-- WHAT IS NEEDED --
Output every line of the following data unchanged and in its original order.

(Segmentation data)
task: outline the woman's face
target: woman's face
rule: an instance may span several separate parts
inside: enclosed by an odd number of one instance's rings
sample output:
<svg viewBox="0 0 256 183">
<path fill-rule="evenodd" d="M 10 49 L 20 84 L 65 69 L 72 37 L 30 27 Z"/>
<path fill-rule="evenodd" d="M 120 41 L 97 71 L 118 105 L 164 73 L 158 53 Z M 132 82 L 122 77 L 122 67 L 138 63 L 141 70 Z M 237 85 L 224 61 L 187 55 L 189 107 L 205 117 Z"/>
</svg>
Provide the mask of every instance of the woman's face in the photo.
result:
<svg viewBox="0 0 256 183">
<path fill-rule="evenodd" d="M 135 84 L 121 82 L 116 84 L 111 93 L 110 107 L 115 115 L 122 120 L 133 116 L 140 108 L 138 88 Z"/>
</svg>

-- EXPECTED ANSWER --
task: outline the woman's face
target: woman's face
rule: an instance may span several separate parts
inside: enclosed by an odd number of one instance's rings
sample output:
<svg viewBox="0 0 256 183">
<path fill-rule="evenodd" d="M 10 49 L 20 84 L 65 69 L 72 37 L 30 27 Z"/>
<path fill-rule="evenodd" d="M 120 41 L 97 71 L 118 105 L 164 73 L 158 53 Z M 132 82 L 122 77 L 122 67 L 138 63 L 141 70 Z M 237 85 L 224 61 L 187 55 L 189 107 L 205 117 Z"/>
</svg>
Provide the mask of every instance of the woman's face in the photo.
result:
<svg viewBox="0 0 256 183">
<path fill-rule="evenodd" d="M 135 84 L 121 82 L 116 84 L 111 93 L 110 107 L 115 115 L 122 120 L 133 116 L 140 108 L 138 88 Z"/>
</svg>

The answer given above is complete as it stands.